--- Aufgaben ---
#1 Nenne alle Anbieter, die im Text über Studenten in Bad Cannstatt mit verbilligten Kursen oder niedrigeren Preisen für Studenten aufgeführt werden.
#2 In welchem Jahr hat Jörg Nusser laut dem Text über Studenten in Bad Cannstatt das private Wohnheim an der Daimlerstraße eröffnet?
#3 Setze den Text über Studenten in Bad Cannstatt nach seinem letzten Satz fort.

--- Ausgewählter Text ---
■ ■ ■ ■

In Bad Cannstatt gibt es drei Wohnheime für Studenten, zahlreiche private Wohngemeinschaften und auch allein wohnende Studenten. Aber gibt es im Stadtbezirk auch ein Studentenleben?

Bad Cannstatt - Bei den Suchbegriffen „Bad Cannstatt“ und „Studenten“ spuckt die Internet-Suchmaschine nur wenige Ergebnisse aus. Da taucht eine Tanzschule unweit des Kurparks auf, die verbilligte Kurse anbietet. Ebenso der Tennisclub, der Musikverein oder auch die Wilhelma, die mit niedrigeren Preisen locken. Außerdem gibt es einen freien Praktikumsplatz am Amtsgericht Bad Cannstatt. Dann hört es aber auch schon auf – wäre da nicht noch eine Sache: Wohnungsangebote. Davon gibt es nämlich einige. Bad Cannstatt scheint für Studenten also wohl eher wohnens- als lebenswert zu sein.

Das bestätigt der Alltag von Julia Schmölz, die bislang die Tage an der Dualen Hochschule im Stuttgarter Westen oder bei der Arbeit in Feuerbach verbringt und nur zum Schlafen nach Bad Cannstatt zurückkehrt. Die 18-Jährige ist im vergangenen September in den Stadtbezirk gezogen. Genauer gesagt ins Anna-Herrigel-Haus am Kurpark. Dass sie dort gelandet ist, „war purer Zufall“, erzählt die junge Frau aus einem kleinen Dorf in Niederbayern. Sie habe sich beim Studentenwerk beworben und das Zimmer wurde ihr zugewiesen. Das Herrigel-Haus ist eines von zwei Wohnheimen, die das Studentenwerk in Bad Cannstatt betreibt.

„Das Wohnheim ist ein reiner Selbstläufer“

Das zweite Haus liegt an der Brückenstraße in der Neckarvorstadt. Schließlich steht an der Daimlerstraße noch ein drittes, privates Wohnheim für Studenten. Jörg Nusser hat es 2007 eröffnet und nur einmal im Internet bei einem WG-Suchportal beworben. Seither sei das Haus immer komplett ausgebucht. „Es ist ein reiner Selbstläufer“, sagt Nusser.

In Bad Cannstatt zu wohnen, ist also scheinbar beliebt. Das zeigen auch die Treffer im Internet auf den gängigen WG-Suchportalen. Dort werden zahlreiche Zimmer in privat angemieteten Wohnungen angeboten. Ob es am guten Mietpreis liegt? Marcus Baur jedenfalls findet die Wohnungen in Bad Cannstatt absolut bezahlbar. Der Student lebt mit seiner Freundin nahe des Krankenhauses, zusammen bezahlen sie rund 800 Euro Miete. Ein fairer Preis für die schöne Wohnung, findet Baur, „auch wenn ich trotzdem drei Jobs brauche, über die ich mich finanziere“, sagt er.

■ ■ ■ ■

--- Extrahierte Daten ---
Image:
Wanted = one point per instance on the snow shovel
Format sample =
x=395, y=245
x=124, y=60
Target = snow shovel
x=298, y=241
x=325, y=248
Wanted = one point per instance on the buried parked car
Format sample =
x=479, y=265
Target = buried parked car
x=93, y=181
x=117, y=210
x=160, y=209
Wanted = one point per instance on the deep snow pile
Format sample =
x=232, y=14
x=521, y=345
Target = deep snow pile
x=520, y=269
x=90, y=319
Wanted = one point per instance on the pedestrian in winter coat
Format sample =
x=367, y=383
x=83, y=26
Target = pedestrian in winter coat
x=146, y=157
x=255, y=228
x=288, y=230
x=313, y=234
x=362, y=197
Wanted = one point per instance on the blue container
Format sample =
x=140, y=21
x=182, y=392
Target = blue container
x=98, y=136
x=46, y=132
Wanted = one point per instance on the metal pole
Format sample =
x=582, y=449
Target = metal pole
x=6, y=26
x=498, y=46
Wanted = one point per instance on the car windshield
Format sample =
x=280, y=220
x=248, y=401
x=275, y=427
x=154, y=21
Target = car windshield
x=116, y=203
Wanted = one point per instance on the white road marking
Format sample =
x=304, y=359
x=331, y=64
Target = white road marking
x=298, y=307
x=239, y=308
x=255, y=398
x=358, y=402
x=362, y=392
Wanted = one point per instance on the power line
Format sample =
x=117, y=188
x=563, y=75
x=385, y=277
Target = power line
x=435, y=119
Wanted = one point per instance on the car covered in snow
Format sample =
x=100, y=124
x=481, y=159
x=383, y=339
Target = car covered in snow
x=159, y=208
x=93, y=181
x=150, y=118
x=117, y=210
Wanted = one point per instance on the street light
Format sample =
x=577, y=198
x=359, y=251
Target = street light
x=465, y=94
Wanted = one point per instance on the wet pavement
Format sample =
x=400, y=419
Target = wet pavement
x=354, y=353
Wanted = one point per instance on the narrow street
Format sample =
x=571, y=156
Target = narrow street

■ ■ ■ ■

--- Lösungen ---
#1
- eine Tanzschule unweit des Kurparks
- der Tennisclub
- der Musikverein
- die Wilhelma

#2 2007

#3
Gute Mietpreise, wenig Ausgehmöglichkeiten

Auch Simon Junker und seine Freundin Frédérique Sloet van Oldruitenborgh können sich nicht über die Miete für ihre Drei-Zimmer-Wohnung in der Schmidener Vorstadt beklagen, sagen sie. Die beiden 22-Jährigen leben auf fast 90 Quadratmetern. Was schon fast nach Luxus für Studenten klingt, hat einen triftigen Grund. Der ist fast zwei Jahre alt, heißt Mia und tobt durchs Wohnzimmer, während Mama und Papa erzählen. Der Lehramts-Student und die angehende Wirtschaftswissenschaftlerin sind zu Beginn ihres Studiums Eltern geworden.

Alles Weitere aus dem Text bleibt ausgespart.